* _MATERIAL SUPPLIED_
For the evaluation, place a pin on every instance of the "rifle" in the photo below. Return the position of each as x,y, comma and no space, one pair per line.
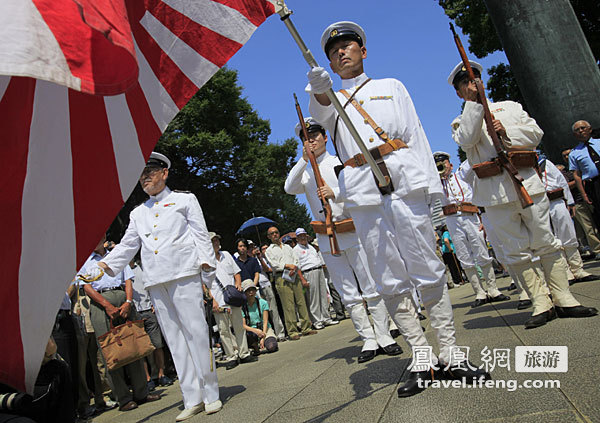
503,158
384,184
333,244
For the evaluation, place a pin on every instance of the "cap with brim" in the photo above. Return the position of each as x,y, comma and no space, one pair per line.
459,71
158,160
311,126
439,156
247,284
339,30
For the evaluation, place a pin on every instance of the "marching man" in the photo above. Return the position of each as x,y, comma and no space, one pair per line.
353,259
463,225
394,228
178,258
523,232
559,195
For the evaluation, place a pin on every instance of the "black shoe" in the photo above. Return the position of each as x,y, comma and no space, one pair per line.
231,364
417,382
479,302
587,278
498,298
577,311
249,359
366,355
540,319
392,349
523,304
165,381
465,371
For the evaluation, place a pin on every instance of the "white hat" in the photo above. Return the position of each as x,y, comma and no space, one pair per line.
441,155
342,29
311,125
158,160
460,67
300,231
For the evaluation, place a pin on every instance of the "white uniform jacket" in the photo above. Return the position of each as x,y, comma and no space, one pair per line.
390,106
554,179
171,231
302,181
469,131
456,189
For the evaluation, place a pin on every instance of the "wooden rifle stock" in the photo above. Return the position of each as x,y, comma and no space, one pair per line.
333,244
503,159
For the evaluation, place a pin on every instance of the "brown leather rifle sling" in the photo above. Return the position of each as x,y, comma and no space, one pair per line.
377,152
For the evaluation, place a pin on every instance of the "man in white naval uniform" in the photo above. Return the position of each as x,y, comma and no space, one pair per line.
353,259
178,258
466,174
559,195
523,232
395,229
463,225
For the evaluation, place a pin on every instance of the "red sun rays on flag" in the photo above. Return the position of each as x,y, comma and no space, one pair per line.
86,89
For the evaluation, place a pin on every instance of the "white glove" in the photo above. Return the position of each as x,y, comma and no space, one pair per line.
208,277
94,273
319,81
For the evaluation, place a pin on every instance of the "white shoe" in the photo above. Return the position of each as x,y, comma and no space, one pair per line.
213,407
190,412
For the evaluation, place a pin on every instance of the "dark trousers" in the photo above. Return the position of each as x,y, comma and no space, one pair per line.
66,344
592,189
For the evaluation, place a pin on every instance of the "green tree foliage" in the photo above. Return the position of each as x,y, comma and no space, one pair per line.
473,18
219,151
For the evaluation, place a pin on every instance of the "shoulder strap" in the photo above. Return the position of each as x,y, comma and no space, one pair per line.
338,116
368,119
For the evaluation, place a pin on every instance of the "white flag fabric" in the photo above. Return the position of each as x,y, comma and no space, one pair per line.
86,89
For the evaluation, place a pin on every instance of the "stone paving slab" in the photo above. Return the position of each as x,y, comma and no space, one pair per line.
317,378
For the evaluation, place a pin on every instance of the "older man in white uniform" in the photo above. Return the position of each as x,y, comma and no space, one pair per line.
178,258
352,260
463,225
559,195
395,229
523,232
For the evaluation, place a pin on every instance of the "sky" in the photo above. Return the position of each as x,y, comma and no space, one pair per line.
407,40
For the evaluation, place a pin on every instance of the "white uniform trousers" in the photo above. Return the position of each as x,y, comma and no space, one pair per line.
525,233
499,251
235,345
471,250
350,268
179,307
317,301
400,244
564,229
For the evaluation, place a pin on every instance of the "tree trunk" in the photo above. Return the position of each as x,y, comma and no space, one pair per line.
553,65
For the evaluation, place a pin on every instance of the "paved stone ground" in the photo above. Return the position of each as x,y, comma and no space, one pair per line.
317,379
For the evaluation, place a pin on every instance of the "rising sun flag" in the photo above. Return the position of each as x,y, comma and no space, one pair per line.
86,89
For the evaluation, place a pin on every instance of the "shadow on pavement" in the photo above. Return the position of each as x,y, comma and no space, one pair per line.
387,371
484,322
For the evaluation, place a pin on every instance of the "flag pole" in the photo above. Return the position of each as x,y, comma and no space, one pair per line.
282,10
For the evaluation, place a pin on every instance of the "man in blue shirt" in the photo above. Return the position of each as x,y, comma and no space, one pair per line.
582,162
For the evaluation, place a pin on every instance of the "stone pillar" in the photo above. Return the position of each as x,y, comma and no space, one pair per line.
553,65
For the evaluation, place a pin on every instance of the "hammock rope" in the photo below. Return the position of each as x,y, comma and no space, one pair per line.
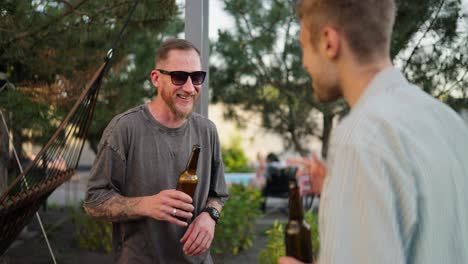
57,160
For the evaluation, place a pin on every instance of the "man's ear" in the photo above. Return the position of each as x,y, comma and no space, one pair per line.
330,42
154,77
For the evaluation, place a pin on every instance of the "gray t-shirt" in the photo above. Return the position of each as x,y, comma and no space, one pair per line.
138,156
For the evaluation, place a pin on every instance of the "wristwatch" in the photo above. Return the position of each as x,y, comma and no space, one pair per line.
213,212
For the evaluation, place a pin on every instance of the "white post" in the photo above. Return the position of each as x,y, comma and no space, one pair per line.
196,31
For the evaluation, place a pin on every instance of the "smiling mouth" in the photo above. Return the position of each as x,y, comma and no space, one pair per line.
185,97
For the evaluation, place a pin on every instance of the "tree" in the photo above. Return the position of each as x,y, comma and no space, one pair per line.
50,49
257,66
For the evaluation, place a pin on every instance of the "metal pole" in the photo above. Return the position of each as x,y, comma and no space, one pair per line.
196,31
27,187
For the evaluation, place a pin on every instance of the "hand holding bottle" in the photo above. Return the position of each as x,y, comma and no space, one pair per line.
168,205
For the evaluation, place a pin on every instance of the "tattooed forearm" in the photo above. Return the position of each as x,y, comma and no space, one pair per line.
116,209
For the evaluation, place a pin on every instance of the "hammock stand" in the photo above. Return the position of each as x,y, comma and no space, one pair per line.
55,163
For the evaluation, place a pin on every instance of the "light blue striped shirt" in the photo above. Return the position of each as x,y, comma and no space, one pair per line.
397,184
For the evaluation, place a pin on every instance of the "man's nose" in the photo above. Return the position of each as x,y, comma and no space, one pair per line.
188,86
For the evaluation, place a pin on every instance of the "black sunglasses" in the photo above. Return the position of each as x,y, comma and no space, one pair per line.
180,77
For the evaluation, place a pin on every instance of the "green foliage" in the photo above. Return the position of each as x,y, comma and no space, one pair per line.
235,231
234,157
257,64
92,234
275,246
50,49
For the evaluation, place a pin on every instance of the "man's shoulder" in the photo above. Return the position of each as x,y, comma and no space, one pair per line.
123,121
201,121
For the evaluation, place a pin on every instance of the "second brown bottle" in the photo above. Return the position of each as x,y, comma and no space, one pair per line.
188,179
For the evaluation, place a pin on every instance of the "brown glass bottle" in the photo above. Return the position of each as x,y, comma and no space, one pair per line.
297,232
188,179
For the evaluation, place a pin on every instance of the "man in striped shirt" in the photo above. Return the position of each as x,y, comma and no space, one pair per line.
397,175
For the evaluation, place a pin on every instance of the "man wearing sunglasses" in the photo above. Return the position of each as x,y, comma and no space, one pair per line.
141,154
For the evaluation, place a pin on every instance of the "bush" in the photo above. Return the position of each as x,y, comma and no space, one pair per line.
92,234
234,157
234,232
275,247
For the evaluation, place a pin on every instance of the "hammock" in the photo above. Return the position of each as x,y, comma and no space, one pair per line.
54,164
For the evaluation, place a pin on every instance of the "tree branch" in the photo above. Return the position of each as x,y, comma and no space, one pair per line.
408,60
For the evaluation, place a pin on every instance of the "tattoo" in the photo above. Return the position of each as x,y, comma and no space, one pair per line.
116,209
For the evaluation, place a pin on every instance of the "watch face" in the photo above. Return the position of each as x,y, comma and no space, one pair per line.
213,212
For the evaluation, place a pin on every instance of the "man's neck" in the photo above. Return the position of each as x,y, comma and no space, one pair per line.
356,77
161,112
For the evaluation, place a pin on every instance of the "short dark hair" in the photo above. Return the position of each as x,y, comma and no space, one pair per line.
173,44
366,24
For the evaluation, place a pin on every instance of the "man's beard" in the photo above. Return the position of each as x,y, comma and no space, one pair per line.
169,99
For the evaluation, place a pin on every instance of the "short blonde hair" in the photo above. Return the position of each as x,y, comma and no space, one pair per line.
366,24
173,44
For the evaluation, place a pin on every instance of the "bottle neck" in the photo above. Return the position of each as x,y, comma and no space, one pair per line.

--

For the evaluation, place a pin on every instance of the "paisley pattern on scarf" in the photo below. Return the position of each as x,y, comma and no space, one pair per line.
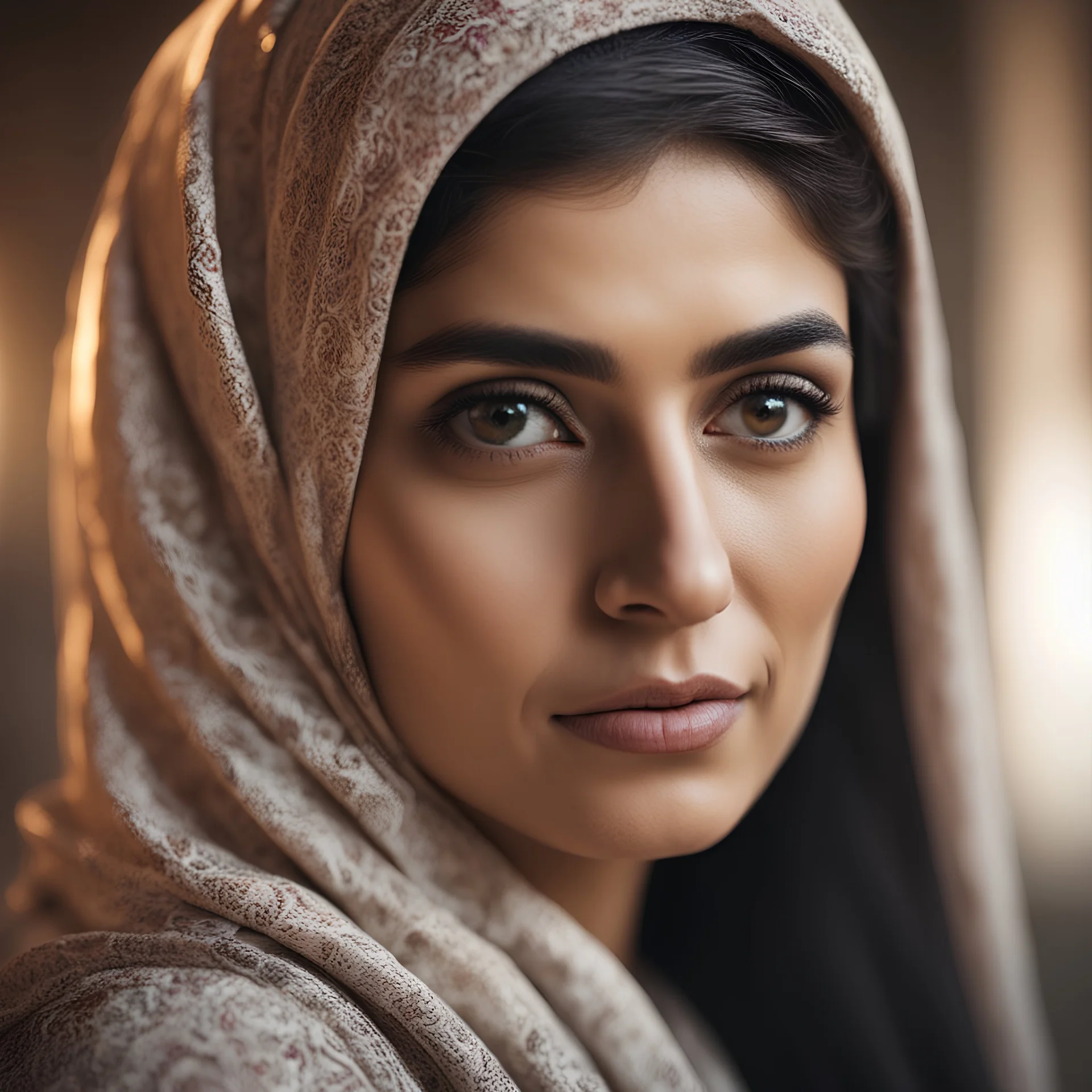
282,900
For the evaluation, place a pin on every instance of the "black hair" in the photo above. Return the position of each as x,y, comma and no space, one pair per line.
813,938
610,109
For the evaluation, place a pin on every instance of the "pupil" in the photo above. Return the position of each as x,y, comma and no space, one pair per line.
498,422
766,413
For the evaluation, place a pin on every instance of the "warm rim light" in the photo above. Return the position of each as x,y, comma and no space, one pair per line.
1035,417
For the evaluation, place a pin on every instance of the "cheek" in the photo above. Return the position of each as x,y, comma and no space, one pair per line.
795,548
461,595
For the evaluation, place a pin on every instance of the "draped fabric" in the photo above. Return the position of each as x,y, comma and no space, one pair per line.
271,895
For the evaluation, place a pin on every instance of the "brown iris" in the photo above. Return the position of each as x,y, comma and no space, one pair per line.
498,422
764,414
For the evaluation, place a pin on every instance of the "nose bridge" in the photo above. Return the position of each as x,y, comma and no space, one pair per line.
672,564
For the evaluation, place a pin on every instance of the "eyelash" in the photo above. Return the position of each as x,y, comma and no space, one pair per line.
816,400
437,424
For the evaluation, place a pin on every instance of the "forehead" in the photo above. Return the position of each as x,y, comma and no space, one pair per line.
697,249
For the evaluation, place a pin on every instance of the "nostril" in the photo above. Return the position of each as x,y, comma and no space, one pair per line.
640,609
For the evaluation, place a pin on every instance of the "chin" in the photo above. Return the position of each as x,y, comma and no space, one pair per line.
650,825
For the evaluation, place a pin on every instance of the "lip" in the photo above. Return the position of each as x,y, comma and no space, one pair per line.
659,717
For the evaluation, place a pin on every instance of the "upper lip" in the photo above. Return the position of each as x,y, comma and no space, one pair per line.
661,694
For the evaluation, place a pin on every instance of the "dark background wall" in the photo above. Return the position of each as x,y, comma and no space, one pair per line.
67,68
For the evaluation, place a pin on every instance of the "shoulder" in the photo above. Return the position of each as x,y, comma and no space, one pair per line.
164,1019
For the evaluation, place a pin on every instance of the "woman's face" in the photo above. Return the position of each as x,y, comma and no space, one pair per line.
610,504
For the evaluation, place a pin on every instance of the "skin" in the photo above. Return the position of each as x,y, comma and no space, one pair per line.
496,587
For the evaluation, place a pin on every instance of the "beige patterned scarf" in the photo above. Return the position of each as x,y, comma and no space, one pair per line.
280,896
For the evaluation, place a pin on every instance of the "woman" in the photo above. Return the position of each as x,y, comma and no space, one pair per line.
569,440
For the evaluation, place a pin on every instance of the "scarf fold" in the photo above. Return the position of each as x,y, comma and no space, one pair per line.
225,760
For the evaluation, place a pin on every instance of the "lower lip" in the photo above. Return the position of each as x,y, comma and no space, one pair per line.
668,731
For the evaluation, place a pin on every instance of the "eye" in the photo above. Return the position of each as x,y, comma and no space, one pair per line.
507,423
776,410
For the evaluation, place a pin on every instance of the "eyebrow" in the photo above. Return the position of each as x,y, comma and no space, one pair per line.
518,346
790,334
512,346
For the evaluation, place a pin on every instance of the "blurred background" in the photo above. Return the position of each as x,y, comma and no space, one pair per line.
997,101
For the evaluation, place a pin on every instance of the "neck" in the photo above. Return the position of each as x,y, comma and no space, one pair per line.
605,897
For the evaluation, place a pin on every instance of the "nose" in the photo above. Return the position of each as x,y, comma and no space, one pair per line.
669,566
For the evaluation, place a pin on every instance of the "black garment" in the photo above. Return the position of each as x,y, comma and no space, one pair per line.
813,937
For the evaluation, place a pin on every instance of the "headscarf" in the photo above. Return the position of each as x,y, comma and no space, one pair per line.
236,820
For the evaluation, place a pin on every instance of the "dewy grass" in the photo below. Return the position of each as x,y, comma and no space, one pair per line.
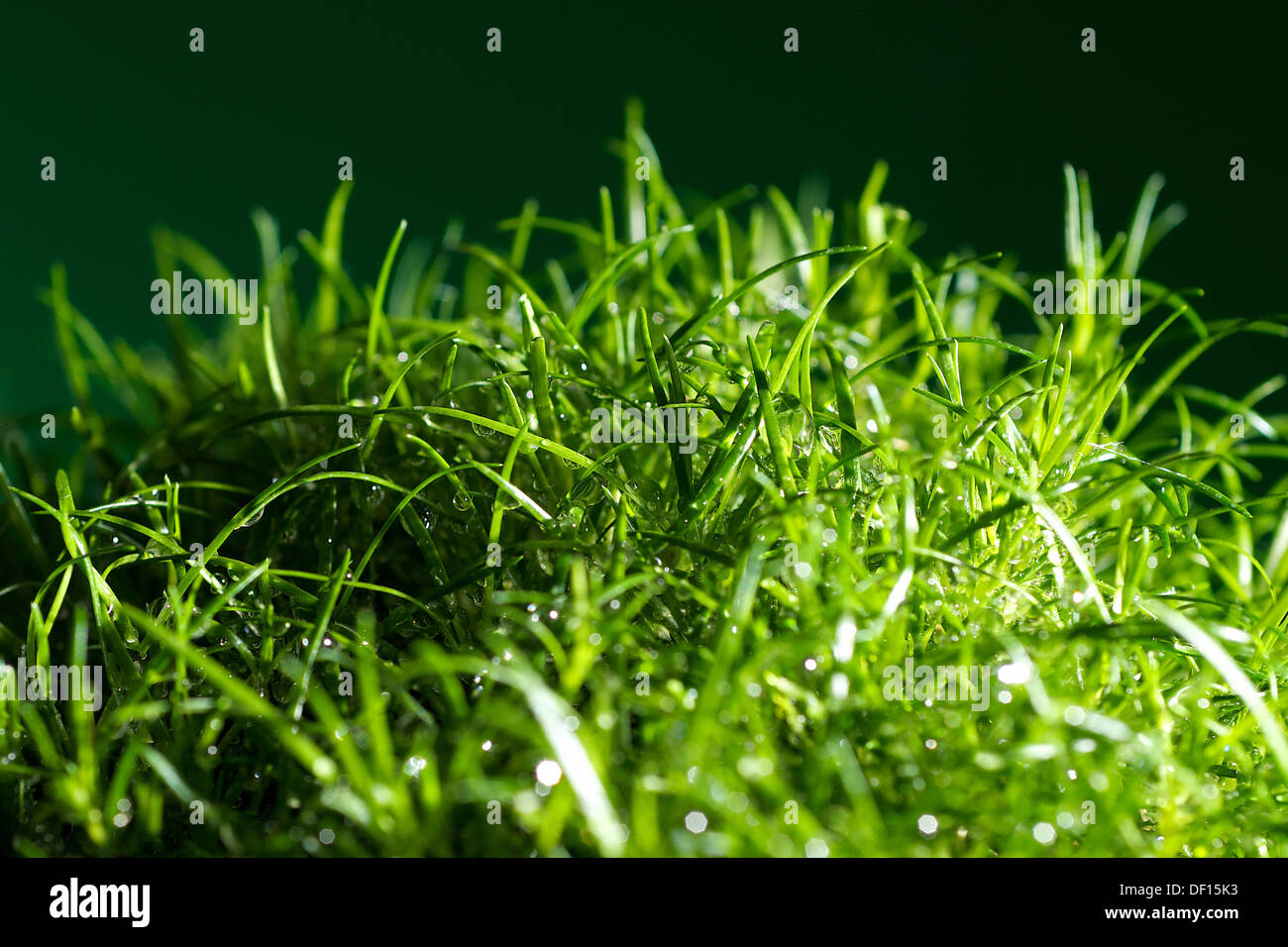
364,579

* * *

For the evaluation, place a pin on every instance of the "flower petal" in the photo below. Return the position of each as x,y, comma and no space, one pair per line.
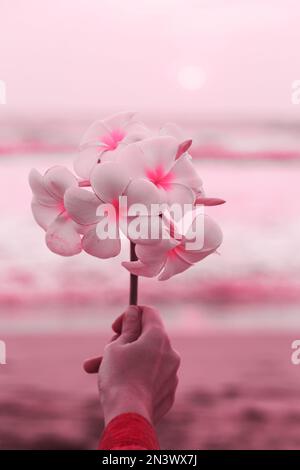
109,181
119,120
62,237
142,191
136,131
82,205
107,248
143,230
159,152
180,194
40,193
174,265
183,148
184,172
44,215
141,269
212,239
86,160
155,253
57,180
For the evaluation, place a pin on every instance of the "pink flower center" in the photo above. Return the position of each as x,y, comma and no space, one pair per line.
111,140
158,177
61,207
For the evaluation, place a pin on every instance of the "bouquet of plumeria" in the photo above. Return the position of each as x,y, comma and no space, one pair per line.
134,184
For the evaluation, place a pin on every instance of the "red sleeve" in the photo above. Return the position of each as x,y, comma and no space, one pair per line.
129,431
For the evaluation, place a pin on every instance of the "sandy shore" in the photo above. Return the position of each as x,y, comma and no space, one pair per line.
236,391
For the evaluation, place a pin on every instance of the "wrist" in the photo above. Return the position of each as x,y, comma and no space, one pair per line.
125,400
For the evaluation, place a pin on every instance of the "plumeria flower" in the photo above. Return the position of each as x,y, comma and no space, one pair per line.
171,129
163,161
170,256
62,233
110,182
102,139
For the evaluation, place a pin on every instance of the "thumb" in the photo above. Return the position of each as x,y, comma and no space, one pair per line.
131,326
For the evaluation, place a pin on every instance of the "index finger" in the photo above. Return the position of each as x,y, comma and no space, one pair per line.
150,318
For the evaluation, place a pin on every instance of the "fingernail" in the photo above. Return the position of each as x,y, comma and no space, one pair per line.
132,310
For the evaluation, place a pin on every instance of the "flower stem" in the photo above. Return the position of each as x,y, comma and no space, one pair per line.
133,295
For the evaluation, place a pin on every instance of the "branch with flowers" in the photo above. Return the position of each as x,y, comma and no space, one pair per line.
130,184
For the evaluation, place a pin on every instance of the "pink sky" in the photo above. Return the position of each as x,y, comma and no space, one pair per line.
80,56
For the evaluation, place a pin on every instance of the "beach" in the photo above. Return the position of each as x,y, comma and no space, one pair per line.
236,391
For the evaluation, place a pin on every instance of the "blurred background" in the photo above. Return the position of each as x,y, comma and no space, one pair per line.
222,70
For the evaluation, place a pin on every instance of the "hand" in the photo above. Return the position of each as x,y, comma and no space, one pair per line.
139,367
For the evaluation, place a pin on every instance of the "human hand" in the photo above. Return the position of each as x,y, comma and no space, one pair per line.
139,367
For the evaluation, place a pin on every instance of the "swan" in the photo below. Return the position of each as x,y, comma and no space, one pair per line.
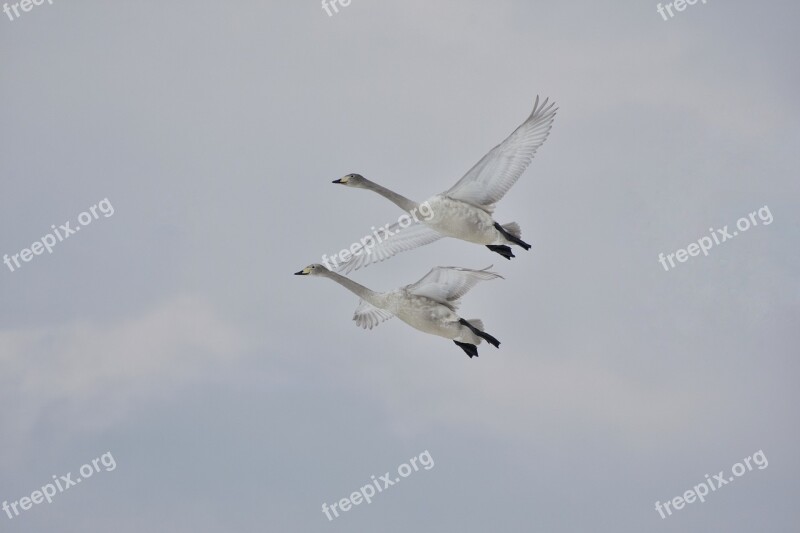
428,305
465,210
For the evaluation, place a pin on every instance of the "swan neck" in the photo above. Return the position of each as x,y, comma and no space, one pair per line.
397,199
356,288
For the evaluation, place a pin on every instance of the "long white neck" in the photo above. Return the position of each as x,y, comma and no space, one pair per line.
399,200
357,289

* _WRITTEN TASK_
Please gather each line above that contains the word "bottle", and copy those lines in full. Case counts.

* _EXERCISE ANSWER_
For the evaluation, place a pin on every instance of the "hand holding bottle" in the photo above. Return the position of each as x,y, comma and no space, one pair per line.
For the evaluation, place a pin on every instance of the "second brown bottle" in the photo above. Return the position of each as x,y, comma and no space, one pair per line.
For the evaluation, place a pin on every instance of the "brown glass bottle" in the photo above. Return the position of each as x,y, comma and no space, one pair per line.
For the evaluation, place a pin on every instance of the "bottle neck" in the photo above. Return the position of each as x,y, comma and no space, one pair per line.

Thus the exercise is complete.